*** Opening of Data shown ***

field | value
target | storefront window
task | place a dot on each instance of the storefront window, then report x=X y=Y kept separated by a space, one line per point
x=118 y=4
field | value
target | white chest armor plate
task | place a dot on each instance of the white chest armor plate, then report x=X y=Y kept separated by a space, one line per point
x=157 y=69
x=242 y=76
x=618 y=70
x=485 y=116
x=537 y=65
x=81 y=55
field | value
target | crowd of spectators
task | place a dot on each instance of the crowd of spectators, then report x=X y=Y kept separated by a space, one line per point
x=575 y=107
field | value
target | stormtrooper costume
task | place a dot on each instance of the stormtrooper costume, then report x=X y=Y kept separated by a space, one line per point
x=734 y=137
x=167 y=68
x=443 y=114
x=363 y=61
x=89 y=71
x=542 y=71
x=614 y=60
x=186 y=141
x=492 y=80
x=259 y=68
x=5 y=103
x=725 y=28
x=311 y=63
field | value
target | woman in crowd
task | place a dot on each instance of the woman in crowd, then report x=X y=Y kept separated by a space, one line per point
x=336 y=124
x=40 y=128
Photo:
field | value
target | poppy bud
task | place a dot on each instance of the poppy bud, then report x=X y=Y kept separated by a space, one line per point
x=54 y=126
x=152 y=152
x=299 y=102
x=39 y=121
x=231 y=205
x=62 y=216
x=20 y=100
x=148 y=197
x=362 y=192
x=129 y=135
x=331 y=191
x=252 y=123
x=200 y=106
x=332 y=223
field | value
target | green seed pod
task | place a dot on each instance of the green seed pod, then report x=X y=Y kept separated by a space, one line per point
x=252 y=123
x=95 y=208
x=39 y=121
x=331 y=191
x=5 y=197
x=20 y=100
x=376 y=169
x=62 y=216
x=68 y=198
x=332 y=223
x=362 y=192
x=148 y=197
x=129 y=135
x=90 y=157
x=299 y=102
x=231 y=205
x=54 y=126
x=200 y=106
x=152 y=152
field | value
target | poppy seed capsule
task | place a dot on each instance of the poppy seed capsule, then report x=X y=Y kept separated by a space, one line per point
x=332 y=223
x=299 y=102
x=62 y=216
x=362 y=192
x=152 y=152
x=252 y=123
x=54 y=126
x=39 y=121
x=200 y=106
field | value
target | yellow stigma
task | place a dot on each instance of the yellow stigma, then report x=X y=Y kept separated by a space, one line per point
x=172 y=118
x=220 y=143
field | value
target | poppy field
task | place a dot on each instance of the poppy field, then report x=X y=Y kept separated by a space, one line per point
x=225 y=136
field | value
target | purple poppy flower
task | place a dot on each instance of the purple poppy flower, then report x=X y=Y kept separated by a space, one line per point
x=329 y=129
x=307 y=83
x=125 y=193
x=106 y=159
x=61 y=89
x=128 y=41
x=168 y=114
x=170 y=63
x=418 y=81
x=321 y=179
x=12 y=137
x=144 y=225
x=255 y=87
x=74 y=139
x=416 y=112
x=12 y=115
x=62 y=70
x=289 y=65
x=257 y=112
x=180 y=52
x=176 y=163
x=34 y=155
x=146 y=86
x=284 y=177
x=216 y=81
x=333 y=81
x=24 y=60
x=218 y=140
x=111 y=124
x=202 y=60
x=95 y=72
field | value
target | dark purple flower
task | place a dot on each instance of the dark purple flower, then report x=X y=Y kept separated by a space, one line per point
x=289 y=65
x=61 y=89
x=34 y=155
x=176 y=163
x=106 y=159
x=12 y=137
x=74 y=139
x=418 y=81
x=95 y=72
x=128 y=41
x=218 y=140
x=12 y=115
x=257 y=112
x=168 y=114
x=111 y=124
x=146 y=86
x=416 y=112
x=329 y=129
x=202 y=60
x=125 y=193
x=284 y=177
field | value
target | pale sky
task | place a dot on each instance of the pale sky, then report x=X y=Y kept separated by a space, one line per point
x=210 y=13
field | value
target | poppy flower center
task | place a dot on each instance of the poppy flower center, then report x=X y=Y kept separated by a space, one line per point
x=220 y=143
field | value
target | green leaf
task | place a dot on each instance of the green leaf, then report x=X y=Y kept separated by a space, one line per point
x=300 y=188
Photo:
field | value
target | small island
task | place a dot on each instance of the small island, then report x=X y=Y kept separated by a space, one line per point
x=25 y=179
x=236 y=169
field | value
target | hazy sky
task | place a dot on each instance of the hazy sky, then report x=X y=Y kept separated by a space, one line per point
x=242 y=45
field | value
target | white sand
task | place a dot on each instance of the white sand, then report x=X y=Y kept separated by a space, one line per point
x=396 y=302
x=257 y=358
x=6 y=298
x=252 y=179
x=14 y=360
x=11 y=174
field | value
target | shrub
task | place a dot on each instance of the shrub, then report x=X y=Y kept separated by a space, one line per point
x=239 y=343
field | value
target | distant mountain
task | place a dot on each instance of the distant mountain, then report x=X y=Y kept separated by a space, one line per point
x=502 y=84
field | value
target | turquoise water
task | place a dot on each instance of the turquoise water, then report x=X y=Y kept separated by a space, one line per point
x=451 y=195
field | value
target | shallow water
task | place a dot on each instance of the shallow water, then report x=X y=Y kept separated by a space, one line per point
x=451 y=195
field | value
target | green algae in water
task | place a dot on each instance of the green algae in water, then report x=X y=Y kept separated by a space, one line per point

*** Close of Data shown ***

What you return should be exactly the lines above, starting at the one with "target | green seed pod" and ending at the one with "target | purple poppy flower", and nothing else.

target | green seed pod
task | place a dot on each instance of the green seed pod, then report x=X y=Y kept separated by a space, one line per point
x=252 y=123
x=95 y=208
x=39 y=121
x=331 y=191
x=5 y=197
x=20 y=100
x=376 y=169
x=62 y=216
x=68 y=198
x=332 y=223
x=362 y=192
x=148 y=197
x=129 y=135
x=90 y=157
x=299 y=102
x=231 y=205
x=54 y=126
x=200 y=106
x=152 y=152
field | value
target | poppy seed capsule
task | place a dot on each instance of the poppy seed capsule, then report x=X y=Y kept separated by a space, one line per point
x=332 y=223
x=299 y=102
x=62 y=216
x=362 y=192
x=152 y=152
x=252 y=123
x=54 y=126
x=39 y=121
x=200 y=106
field | value
target | yellow stigma
task | place a dot on each instance of the yellow stigma, then report x=X y=Y kept separated by a space, one line per point
x=172 y=118
x=220 y=143
field | value
target | poppy field
task | place a dot on each instance of the poppy field, then report x=X y=Y kept separated by a space, one line per point
x=225 y=136
field | value
target | purple poppy flower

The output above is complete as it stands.